Frontotemporal Dementia (FTD), which often overlaps clinically with ALS, frequently presents with TDP-43 aggregates. FTD is a group of disorders primarily affecting the frontal and temporal lobes of the brain, resulting in changes in behavior, personality, and language. While ALS and FTD are the primary associations, TDP-43 proteinopathy has also been observed in a subset of Alzheimer’s disease, Parkinson’s disease, and Limbic-predominant Age-related TDP-43 Encephalopathy (LATE). In these conditions, TDP-43 pathology is often restricted to specific brain regions, such as the mesial temporal structures.
How TDP-43 Dysfunction Drives Disease
Misfolding and aggregation of TDP-43 contribute to neuronal dysfunction and death through multiple mechanisms. One aspect is the loss of normal TDP-43 function in the nucleus. When TDP-43 moves from the nucleus to the cytoplasm and aggregates, it can no longer perform its RNA processing duties, leading to disrupted mRNA splicing, altered non-coding RNA processing, and issues with RNA granule dynamics. This nuclear depletion can result in the degradation and reduction of various RNAs, as well as altered splicing events, ultimately impacting protein production.
In addition to losing its normal function, aggregated TDP-43 gains toxic properties. These insoluble aggregates interfere with various cellular processes, burdening the cell’s protein quality-control systems. Mislocalized and aggregated TDP-43 can enhance further mislocalization of nuclear TDP-43 and hinder intracellular transport. This includes disrupting mitochondrial function, as TDP-43 aggregates can bind to mitochondrial DNA, leading to imbalances in mitochondrial activity and reduced ATP production.

__THE TASK__
In one to three sentences, explain why the passage on TDP-43 says aggregated TDP-43 disrupts mitochondrial function. The dataset excerpts are separate material and are not part of the passage on TDP-43.

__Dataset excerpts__
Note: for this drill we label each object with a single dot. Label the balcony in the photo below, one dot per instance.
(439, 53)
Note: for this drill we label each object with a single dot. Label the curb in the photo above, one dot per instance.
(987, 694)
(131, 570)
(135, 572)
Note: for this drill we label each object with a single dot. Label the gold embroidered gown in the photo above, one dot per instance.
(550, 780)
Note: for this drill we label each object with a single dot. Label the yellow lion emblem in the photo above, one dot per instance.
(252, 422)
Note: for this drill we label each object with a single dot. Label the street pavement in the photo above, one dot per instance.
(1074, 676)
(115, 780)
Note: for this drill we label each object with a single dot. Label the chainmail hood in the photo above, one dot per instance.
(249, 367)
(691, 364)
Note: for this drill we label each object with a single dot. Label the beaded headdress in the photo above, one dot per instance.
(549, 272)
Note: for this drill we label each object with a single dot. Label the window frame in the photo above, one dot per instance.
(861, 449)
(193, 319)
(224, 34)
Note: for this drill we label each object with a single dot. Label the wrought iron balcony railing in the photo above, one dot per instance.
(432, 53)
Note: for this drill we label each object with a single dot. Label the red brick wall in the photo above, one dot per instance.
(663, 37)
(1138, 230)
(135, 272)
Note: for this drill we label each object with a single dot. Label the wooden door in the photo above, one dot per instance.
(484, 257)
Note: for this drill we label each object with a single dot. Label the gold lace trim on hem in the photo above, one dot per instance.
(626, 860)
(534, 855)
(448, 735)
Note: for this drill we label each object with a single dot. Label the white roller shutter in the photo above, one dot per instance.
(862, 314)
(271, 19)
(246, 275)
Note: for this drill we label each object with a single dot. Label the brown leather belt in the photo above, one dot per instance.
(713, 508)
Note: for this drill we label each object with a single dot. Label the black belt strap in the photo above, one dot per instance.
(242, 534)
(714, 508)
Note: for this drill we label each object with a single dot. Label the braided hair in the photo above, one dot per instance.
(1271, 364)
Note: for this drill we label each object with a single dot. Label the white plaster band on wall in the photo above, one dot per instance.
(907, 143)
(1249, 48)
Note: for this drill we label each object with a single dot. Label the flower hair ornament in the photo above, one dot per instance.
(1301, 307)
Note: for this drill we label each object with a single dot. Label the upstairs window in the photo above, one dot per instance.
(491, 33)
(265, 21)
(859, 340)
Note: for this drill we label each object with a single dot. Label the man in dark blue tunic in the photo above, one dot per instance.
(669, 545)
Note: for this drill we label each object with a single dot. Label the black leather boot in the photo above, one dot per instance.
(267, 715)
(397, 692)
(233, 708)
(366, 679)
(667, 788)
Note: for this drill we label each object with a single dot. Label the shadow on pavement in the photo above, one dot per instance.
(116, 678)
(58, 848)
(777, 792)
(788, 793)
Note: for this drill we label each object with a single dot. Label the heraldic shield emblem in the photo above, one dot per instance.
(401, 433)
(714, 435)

__FINISHED EXERCISE__
TDP-43 aggregates can bind to mitochondrial DNA. This binding leads to imbalances in mitochondrial activity and reduced ATP production.